> _Okuma Parçası_:
------------------------

Bulutlar, rüzgârlar vasıtasıyla istenilen tarafa sevk edildiği gibi, ruhlar da; dağılmış ve toprak olmuş cesetlere sevk edilecek, onların yeniden hayata geçmelerine sebep teşkil edecektir. Hadis-i şerife göre, insanın yaratılması, çürümeyen kuyruk sokumu kemiğinden başlatılacaktır (Buhari, Müslim). Yaratılışın aslı son derece küçük bir zerre olan bu kemik olduğu gibi, derlenip toplanma da ondan olacaktır. Vücudu yoktan yaratan Yüce Allah’ın, ikinci yaratışta elbette böyle bir şeye ihtiyacı yoktur. Bunun hikmetini de yalnızca O bilir.

------------------------

> _Sağlanan Veriler_:
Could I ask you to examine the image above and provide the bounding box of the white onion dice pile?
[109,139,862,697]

------------------------

> _Alıştırma Yönergesi_:
Okuma parçasına dayanarak aşağıdaki soruları cevaplayınız:
1. Bulutlar neyin vasıtasıyla istenilen tarafa sevk edilmektedir?
2. Ruhlar nereye sevk edilecektir?
3. Hadis-i şerife göre insanın yaratılması hangi kemikten başlatılacaktır?
Veriler bu alıştırmada hiçbir rol oynamamaktadır.

> _Alıştırmanın Cevabı_:
1. Rüzgârlar vasıtasıyla.
2. Dağılmış ve toprak olmuş cesetlere.
3. Çürümeyen kuyruk sokumu kemiğinden.